━━ EXTRACT PROVIDED

Movie Review: ‘Identity Thief’ Boring, Wholly Unoriginal

Identity Thief  has more than a few good things going for it: It boasts a funny and talented cast, it features some amusing comedic chemistry between its two leads, and it has a plot that’s both rooted in the real world and ripe for some amusing and wacky cinematic hijinks.

And yet, Seth Gordon‘s latest squanders every bit of promise it has to its name, with the final product ringing up as a mostly humorless, morally questionable, and wholly unoriginal pile of boring trash.

The film is purely formulaic – the sort of comedy where you can see every beat (especially the “emotional” ones) from a mile away and nothing is capable of surprise. To be sure, there are “shocking” moments – sequences of violence, poorly considered sexual escapades, and even one hell of a car accident – but none of that jolts the viewer because it’s sharp or smart or interesting; it’s all sort of stagey, like the comedic version of a horror film jump scare.

━━━━

▶ TASK:
In the movie review above, what does the reviewer compare the film's stagey "shocking" moments to?

━━ INFORMATION PROVIDED

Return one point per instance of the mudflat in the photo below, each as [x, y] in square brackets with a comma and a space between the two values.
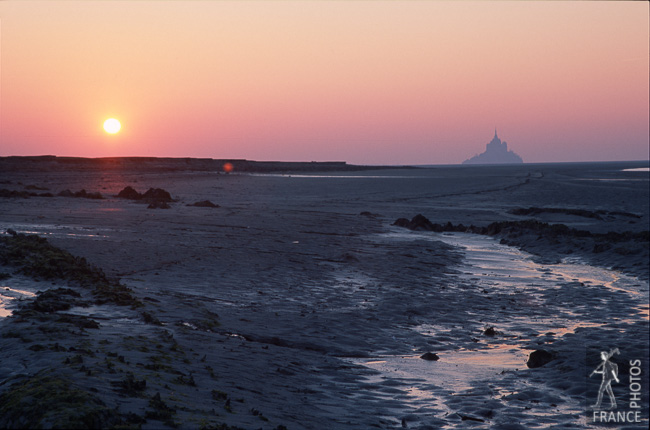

━━━━

▶ PROBLEM SOLUTION:
The comedic version of a horror film jump scare.